> [DIRECTIVE]: Return every line of the listing below verbatim, without any alteration.

> [GIVEN ENTRIES]:
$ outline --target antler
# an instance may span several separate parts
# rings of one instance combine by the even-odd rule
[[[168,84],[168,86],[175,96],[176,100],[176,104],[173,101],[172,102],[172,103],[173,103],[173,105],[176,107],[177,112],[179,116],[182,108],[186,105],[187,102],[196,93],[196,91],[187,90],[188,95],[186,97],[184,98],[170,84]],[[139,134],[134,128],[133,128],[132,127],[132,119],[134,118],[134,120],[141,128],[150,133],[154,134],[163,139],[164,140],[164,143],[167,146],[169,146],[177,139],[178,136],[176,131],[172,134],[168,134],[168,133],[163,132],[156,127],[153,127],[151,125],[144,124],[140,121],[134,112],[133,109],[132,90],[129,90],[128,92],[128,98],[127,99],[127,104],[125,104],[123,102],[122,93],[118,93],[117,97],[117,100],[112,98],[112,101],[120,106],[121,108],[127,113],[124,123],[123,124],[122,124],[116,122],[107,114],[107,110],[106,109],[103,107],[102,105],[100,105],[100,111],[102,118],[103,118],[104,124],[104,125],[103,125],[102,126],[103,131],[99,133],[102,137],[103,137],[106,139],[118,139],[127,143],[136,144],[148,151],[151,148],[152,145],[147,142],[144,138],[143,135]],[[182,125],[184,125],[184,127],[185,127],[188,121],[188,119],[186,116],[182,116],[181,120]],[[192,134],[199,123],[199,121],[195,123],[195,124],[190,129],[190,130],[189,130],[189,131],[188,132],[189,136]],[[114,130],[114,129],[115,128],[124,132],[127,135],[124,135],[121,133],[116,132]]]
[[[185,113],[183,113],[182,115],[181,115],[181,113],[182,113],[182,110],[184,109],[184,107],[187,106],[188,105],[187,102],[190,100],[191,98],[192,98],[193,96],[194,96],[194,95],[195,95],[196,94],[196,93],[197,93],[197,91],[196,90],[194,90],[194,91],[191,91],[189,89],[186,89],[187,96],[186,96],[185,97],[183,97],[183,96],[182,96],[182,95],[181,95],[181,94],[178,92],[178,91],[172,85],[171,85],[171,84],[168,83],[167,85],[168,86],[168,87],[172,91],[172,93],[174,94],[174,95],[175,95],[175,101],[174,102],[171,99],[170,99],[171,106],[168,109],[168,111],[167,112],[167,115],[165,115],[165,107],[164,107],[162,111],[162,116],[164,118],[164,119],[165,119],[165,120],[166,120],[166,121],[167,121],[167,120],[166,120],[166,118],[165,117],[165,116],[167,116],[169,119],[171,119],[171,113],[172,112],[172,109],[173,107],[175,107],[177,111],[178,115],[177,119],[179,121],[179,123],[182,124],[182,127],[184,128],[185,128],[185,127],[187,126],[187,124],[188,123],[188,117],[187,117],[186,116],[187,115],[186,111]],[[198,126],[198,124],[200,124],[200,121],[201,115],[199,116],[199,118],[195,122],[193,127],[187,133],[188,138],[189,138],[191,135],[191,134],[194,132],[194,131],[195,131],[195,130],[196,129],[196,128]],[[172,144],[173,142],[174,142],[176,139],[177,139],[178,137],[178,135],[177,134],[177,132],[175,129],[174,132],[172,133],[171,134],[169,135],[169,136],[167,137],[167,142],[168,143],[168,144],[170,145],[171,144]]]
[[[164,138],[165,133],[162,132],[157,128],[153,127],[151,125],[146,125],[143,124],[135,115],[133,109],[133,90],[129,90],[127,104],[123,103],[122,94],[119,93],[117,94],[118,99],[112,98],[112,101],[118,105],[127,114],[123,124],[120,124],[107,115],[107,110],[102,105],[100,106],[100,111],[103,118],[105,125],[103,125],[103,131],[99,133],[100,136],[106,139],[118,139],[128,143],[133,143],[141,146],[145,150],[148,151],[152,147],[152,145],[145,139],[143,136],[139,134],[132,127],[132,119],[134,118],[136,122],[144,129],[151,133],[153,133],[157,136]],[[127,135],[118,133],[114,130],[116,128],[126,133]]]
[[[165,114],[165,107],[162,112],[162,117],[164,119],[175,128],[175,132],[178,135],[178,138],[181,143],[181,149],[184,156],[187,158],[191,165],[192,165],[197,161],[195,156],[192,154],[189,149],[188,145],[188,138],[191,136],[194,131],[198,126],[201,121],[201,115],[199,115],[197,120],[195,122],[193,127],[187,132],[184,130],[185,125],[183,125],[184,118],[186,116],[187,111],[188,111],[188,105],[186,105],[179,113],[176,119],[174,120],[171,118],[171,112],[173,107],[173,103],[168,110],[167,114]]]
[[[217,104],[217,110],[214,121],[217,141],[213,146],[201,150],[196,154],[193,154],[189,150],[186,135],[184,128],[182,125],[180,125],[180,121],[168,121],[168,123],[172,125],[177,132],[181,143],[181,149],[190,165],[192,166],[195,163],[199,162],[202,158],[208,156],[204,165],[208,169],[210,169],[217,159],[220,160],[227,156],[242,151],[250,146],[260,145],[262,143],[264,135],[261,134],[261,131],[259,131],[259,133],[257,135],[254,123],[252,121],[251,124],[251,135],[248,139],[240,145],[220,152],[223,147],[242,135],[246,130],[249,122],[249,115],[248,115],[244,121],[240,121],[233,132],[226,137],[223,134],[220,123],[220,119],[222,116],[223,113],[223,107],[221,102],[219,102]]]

> [THE REPLY]:
$ outline --target antler
# an instance may span several separate parts
# rings of one instance combine by the even-odd rule
[[[168,84],[168,86],[175,96],[176,100],[176,104],[173,101],[172,102],[172,103],[173,103],[173,105],[176,107],[177,112],[179,116],[182,108],[186,105],[187,102],[196,93],[196,91],[187,90],[188,95],[186,97],[184,98],[170,84]],[[139,134],[134,128],[133,128],[132,127],[132,119],[134,118],[134,120],[141,128],[150,133],[154,134],[163,139],[164,140],[164,143],[167,146],[169,146],[177,139],[178,136],[176,131],[172,134],[168,134],[168,133],[163,132],[156,127],[153,127],[151,125],[144,124],[140,121],[134,112],[133,109],[132,90],[129,90],[128,92],[128,98],[127,99],[127,104],[125,104],[123,102],[122,93],[118,93],[117,97],[117,100],[112,98],[112,101],[120,106],[121,108],[127,113],[124,123],[123,124],[122,124],[116,122],[107,114],[107,110],[106,109],[103,107],[102,105],[100,105],[100,111],[102,118],[103,118],[104,124],[104,125],[103,125],[102,126],[103,131],[99,133],[102,137],[103,137],[106,139],[118,139],[127,143],[136,144],[148,151],[151,148],[152,145],[147,142],[144,138],[143,135]],[[182,125],[184,125],[184,127],[185,127],[188,121],[188,119],[186,116],[182,116],[181,120]],[[192,134],[199,123],[199,121],[195,123],[195,124],[190,129],[190,130],[189,130],[189,131],[188,132],[189,136]],[[114,130],[114,129],[115,128],[124,132],[127,135],[124,135],[121,133],[116,132]]]
[[[185,113],[183,113],[182,115],[181,115],[181,113],[182,113],[182,110],[184,109],[184,107],[187,106],[188,105],[187,102],[190,100],[191,98],[192,98],[193,96],[194,96],[194,95],[195,95],[196,94],[196,93],[197,93],[197,91],[196,90],[194,90],[194,91],[191,91],[189,89],[186,89],[187,96],[186,96],[185,97],[183,97],[183,96],[182,96],[182,95],[181,95],[181,94],[178,92],[178,91],[172,85],[171,85],[171,84],[168,83],[167,85],[168,86],[168,87],[172,91],[172,93],[174,94],[174,95],[175,95],[175,101],[174,102],[171,99],[170,99],[171,106],[168,109],[168,111],[167,112],[167,115],[165,115],[165,107],[164,107],[162,111],[162,116],[164,118],[164,119],[165,119],[165,120],[166,120],[166,121],[167,121],[167,120],[166,120],[166,118],[165,117],[165,116],[167,116],[169,119],[171,119],[171,113],[172,112],[172,109],[173,107],[175,107],[177,111],[178,115],[177,119],[179,121],[179,123],[182,124],[182,127],[184,128],[185,128],[185,127],[187,126],[187,124],[188,123],[188,117],[187,117],[186,116],[187,115],[186,111]],[[198,126],[198,124],[200,124],[200,121],[201,115],[199,116],[199,118],[195,122],[193,127],[187,133],[188,138],[189,138],[191,135],[191,134],[194,132],[194,131],[195,131],[195,130],[196,129],[196,128]],[[172,144],[173,142],[174,142],[176,139],[177,139],[178,137],[178,135],[177,134],[177,132],[175,129],[174,132],[172,133],[171,134],[169,135],[169,136],[167,137],[167,142],[168,143],[168,144],[170,145],[171,144]]]
[[[164,138],[165,133],[162,132],[157,128],[153,127],[151,125],[146,125],[143,124],[135,115],[133,109],[133,90],[129,90],[127,104],[123,103],[122,94],[119,93],[117,94],[118,99],[112,98],[112,101],[118,105],[127,114],[123,124],[120,124],[107,115],[107,110],[102,105],[100,106],[100,111],[103,118],[105,125],[103,125],[103,131],[99,133],[100,136],[106,139],[118,139],[128,143],[133,143],[141,146],[145,150],[148,151],[152,147],[152,145],[145,139],[143,136],[139,134],[132,127],[132,119],[134,118],[136,122],[144,129],[151,133],[153,133],[157,136]],[[127,135],[118,133],[114,130],[116,128],[126,133]]]
[[[165,114],[165,107],[162,112],[162,117],[164,119],[175,128],[175,132],[178,135],[178,138],[181,143],[181,149],[184,156],[187,158],[191,165],[192,165],[197,161],[195,156],[192,154],[189,149],[188,145],[188,138],[191,136],[194,131],[198,126],[201,121],[201,115],[199,115],[197,120],[195,122],[193,127],[187,132],[184,130],[185,125],[183,125],[184,118],[186,116],[187,111],[188,111],[188,105],[186,105],[179,113],[176,119],[174,120],[171,118],[171,112],[173,107],[173,103],[168,110],[167,114]]]
[[[217,104],[217,110],[214,121],[217,141],[213,146],[201,150],[196,154],[193,154],[189,150],[186,135],[184,128],[182,125],[180,125],[180,121],[168,121],[168,123],[172,125],[177,132],[181,143],[181,149],[190,165],[192,166],[195,163],[199,162],[202,158],[208,156],[204,165],[208,169],[210,169],[217,159],[220,160],[227,156],[242,151],[250,146],[260,145],[262,143],[264,135],[261,134],[261,131],[259,131],[259,133],[257,135],[254,123],[252,121],[251,124],[251,135],[248,139],[240,145],[220,152],[223,147],[242,135],[246,130],[249,122],[249,115],[248,115],[244,121],[240,121],[233,132],[226,137],[223,134],[220,123],[220,119],[222,116],[223,113],[223,107],[221,102],[219,102]]]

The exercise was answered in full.